• Deine Aufgabe
Welche Ausdrücke stehen im Text über Zimmers Kapitel zur Satzentstehung in deutschen Anführungszeichen („ “)? Nenne alle in der Reihenfolge, in der sie vorkommen.

• Vorliegender Text
####
Im nächsten Kapitel „Der lange Weg zum Satz“ dringt Zimmer ein wenig mehr in sein zweites großes Gebiet „Sprache und Denken“ vor, indem er zwei Gebiete der Linguistik näher vorstellt: die Generative Transformationsgrammatik von Chomsky und die Psycholinguistik. Die Generative Transformationsgrammatik versteht Grammatik als eine „Theorie, die jeder Sprecher einer Sprache – implizit, intuitiv, automatisch – besitzt und die ihm sagt, welche Sätze wohlgeformt [...] sind.“ (S. 73). Nach Zimmer betrachten die Transformationsgrammatiker die Syntax als etwas Autonomes, d.h. als etwas, was unabhängig von Bedeutungen existiere. Ein Satz entstehe nun in zwei Schritten: Zunächst bilde sich eine abstrakte Tiefenstruktur des Satzes, um dann in einer bestimmten konkreten Form an die Oberfläche zu treten. Die Tiefenstruktur bilde sich nach sogenannten Phrasenstrukturregeln, d. h., sie erstelle eine hierarchische Folge von einzelnen Phrasen, während bei der Umwandlung in die Oberflächenstruktur Transformationsregeln zum Zuge kämen, die aus der gleichen zugrundeliegenden Tiefenstruktur verschiedene Oberflächen generieren könnten. Zimmers Ausführungen zur Transformationsgrammatik bleiben knapp. Man kann sich des Eindrucks nicht erwehren, dass Zimmer hier die Transformationsgrammatik nur erläutert, um ihr die „eigentlich wissenschaftliche“ Forschung der Psycholinguistik entgegenzuhalten, die den Zusammenhang zwischen psychischen Vorgängen und der Sprachäußerung empirisch gestützt untersucht. Für Zimmer hat die Transformationsgrammatik keine „psychische Realität“ (S. 79), während sich die Psycholinguistik genau diese zu bestimmen zur Aufgabe macht.
####
[Zeilen mit Box-Annotationsdaten]

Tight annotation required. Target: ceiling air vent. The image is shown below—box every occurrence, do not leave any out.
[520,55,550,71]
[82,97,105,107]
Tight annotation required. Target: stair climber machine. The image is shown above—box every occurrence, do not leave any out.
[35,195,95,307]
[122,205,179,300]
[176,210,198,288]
####
• Vollständige Antwort
1. „Der lange Weg zum Satz“
2. „Sprache und Denken“
3. „Theorie, die jeder Sprecher einer Sprache – implizit, intuitiv, automatisch – besitzt und die ihm sagt, welche Sätze wohlgeformt [...] sind.“
4. „eigentlich wissenschaftliche“
5. „psychische Realität“